Top of Provided material

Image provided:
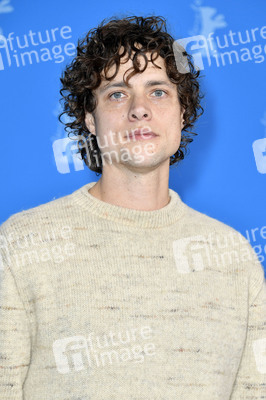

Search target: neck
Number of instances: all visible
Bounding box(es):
[88,162,170,211]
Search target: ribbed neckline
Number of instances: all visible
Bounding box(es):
[70,181,187,229]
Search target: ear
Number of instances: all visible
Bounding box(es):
[85,112,96,136]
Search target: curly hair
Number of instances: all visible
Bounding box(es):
[59,15,204,175]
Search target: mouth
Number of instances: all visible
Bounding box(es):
[126,129,158,140]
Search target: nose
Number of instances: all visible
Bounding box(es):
[128,95,151,121]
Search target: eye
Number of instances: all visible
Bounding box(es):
[109,91,126,100]
[152,89,167,97]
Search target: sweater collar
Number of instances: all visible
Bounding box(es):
[70,181,187,229]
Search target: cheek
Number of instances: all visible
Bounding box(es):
[156,102,182,119]
[96,112,115,132]
[165,113,182,131]
[165,120,182,146]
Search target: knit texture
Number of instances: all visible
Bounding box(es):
[0,181,265,399]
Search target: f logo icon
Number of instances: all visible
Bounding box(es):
[173,35,211,73]
[252,338,266,374]
[172,235,210,274]
[52,137,84,174]
[252,138,266,174]
[0,34,11,71]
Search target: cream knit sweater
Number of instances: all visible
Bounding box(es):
[0,181,265,399]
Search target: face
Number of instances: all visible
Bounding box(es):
[85,48,184,172]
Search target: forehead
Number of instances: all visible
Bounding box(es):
[102,50,168,83]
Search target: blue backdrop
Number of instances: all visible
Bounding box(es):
[0,0,265,274]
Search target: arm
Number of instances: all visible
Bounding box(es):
[0,260,31,399]
[230,248,266,399]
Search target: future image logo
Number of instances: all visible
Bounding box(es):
[173,1,266,72]
[0,25,76,71]
[173,232,254,274]
[53,326,156,374]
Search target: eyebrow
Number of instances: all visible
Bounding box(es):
[99,80,174,93]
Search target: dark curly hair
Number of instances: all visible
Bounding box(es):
[59,15,204,175]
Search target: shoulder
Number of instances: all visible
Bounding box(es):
[181,200,241,237]
[0,190,76,245]
[183,199,257,263]
[181,201,265,294]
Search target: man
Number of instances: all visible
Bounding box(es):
[0,15,265,400]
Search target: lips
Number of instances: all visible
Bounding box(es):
[127,129,158,138]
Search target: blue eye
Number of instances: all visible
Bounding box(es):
[153,90,166,97]
[109,92,125,99]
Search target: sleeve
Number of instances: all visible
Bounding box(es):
[230,245,266,399]
[0,254,32,399]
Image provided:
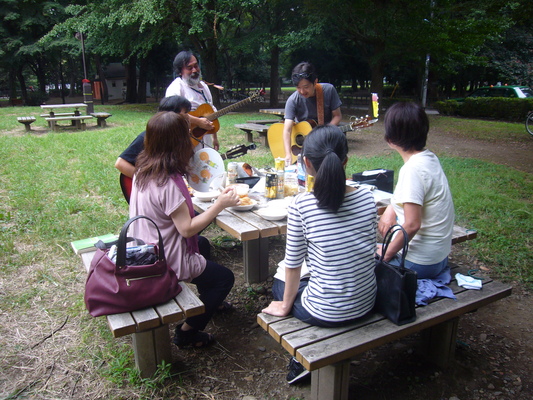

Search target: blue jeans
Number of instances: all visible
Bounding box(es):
[186,236,234,331]
[272,278,364,328]
[389,255,450,281]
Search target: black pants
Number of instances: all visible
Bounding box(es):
[186,236,234,331]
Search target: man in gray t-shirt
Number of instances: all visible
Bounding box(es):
[282,62,342,165]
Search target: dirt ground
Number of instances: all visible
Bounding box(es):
[171,111,533,400]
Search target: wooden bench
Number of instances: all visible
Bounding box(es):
[91,112,112,127]
[17,116,36,131]
[77,250,205,378]
[46,115,94,131]
[258,263,512,400]
[256,227,512,400]
[246,119,281,125]
[235,123,270,148]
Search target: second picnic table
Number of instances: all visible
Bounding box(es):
[40,103,93,131]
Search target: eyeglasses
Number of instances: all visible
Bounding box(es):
[292,72,311,84]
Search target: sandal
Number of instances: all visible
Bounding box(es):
[217,301,234,313]
[173,324,215,349]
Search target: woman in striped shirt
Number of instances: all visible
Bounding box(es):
[262,125,377,327]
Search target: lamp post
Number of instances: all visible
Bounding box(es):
[75,32,94,113]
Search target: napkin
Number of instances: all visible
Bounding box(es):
[455,273,482,290]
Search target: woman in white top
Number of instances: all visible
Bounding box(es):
[263,125,377,327]
[378,102,455,280]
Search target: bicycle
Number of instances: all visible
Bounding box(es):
[526,110,533,136]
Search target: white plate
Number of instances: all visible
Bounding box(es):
[266,198,292,209]
[229,199,257,211]
[257,207,287,221]
[194,190,220,201]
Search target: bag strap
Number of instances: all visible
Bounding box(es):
[380,224,409,267]
[315,83,325,125]
[116,215,165,267]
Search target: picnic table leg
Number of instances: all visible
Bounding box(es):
[420,316,459,368]
[243,237,269,284]
[132,325,172,378]
[310,361,350,400]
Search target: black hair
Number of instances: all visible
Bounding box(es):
[172,50,197,76]
[291,62,317,86]
[158,95,192,113]
[384,102,428,151]
[302,125,348,212]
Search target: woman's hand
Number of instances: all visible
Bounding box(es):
[214,187,240,209]
[378,205,397,237]
[262,301,291,317]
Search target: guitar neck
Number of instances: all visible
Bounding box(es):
[207,96,254,121]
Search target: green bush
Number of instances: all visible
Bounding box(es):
[435,98,533,121]
[434,100,460,115]
[25,90,49,106]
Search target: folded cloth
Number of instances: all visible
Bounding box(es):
[415,266,456,306]
[416,279,456,306]
[455,273,483,290]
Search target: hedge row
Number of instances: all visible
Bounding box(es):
[434,98,533,121]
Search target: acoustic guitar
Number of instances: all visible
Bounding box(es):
[189,90,260,146]
[268,116,377,164]
[119,143,257,204]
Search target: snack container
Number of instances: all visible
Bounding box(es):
[265,173,278,199]
[227,162,238,184]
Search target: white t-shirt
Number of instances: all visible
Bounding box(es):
[165,77,216,149]
[391,149,455,265]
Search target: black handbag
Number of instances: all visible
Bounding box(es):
[374,224,417,325]
[352,169,394,193]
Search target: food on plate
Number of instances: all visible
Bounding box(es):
[239,196,254,206]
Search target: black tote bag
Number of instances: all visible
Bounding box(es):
[374,225,417,325]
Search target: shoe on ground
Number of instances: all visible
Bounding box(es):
[286,357,310,384]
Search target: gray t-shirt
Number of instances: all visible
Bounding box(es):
[284,83,342,124]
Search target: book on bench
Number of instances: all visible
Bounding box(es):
[71,233,118,255]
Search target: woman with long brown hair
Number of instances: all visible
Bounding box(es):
[130,111,239,348]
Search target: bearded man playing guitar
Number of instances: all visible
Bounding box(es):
[166,50,219,150]
[282,62,342,165]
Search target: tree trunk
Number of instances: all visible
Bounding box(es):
[202,40,220,107]
[125,55,138,103]
[17,68,28,104]
[269,45,280,107]
[137,56,148,103]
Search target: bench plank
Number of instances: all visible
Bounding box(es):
[246,119,280,125]
[297,280,511,371]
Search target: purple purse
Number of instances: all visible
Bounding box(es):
[84,215,182,317]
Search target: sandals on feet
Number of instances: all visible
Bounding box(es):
[217,301,234,313]
[173,324,215,349]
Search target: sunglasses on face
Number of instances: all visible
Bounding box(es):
[292,72,311,85]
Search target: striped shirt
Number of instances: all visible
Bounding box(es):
[285,188,377,322]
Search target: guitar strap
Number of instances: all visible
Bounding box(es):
[315,83,325,125]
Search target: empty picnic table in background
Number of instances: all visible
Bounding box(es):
[259,108,285,118]
[40,103,93,131]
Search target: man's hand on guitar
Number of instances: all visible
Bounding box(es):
[192,115,214,131]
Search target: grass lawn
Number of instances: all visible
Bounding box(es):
[0,102,531,397]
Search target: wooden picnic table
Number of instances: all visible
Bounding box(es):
[192,187,474,284]
[41,103,93,131]
[259,108,285,118]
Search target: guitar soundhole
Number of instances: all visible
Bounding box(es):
[295,134,305,147]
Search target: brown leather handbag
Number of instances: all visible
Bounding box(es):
[84,215,182,317]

Bottom of Provided material

Work request
Look through the records above for the word "logo" and state how many lines contain it, giving the number alone.

Response box
2